* Begin *

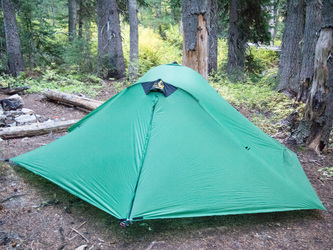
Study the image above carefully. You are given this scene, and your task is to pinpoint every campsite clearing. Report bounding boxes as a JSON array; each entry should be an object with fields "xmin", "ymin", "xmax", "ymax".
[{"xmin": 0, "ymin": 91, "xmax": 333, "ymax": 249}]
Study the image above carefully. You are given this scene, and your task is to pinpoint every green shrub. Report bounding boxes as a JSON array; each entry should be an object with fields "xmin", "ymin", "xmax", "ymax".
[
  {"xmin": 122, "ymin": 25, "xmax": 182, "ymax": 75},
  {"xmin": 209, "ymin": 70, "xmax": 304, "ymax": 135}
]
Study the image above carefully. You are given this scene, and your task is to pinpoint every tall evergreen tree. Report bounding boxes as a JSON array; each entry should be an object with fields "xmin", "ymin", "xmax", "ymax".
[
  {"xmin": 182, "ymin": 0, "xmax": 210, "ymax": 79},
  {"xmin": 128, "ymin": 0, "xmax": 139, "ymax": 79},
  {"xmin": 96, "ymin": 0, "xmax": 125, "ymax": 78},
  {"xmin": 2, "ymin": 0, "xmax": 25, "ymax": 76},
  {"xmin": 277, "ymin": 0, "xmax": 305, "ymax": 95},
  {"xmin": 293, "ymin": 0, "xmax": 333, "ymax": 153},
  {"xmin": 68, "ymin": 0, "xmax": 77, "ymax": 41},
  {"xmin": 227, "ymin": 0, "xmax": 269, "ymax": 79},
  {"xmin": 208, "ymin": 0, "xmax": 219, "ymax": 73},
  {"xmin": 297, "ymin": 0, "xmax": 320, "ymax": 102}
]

* End *

Instructions for the task: Copy out every line from the one containing "pinpoint every green" through the end of the material, inclusive, and shift each coordinate in the answers up by 92 while leaving all other text unchanged.

Response:
Study the image above carefully. You are given this scene, and your task is to pinpoint every green shrub. Report bounding boxes as a JSON array; each entry should be an object with fields "xmin", "ymin", "xmax", "ymax".
[
  {"xmin": 214, "ymin": 117, "xmax": 274, "ymax": 167},
  {"xmin": 301, "ymin": 162, "xmax": 396, "ymax": 227}
]
Study the image above carefully. You are given this scene, and your task is to pinpoint every tall evergreen tree. Report bounding boxes as a JSON array; each entry should be an object with fields "xmin", "ymin", "xmax", "ymax".
[
  {"xmin": 274, "ymin": 92, "xmax": 302, "ymax": 171},
  {"xmin": 220, "ymin": 92, "xmax": 231, "ymax": 171},
  {"xmin": 188, "ymin": 92, "xmax": 217, "ymax": 170},
  {"xmin": 94, "ymin": 92, "xmax": 117, "ymax": 168},
  {"xmin": 369, "ymin": 92, "xmax": 397, "ymax": 187},
  {"xmin": 385, "ymin": 92, "xmax": 425, "ymax": 245},
  {"xmin": 160, "ymin": 92, "xmax": 169, "ymax": 133},
  {"xmin": 319, "ymin": 92, "xmax": 361, "ymax": 171},
  {"xmin": 300, "ymin": 92, "xmax": 311, "ymax": 165},
  {"xmin": 389, "ymin": 92, "xmax": 412, "ymax": 194}
]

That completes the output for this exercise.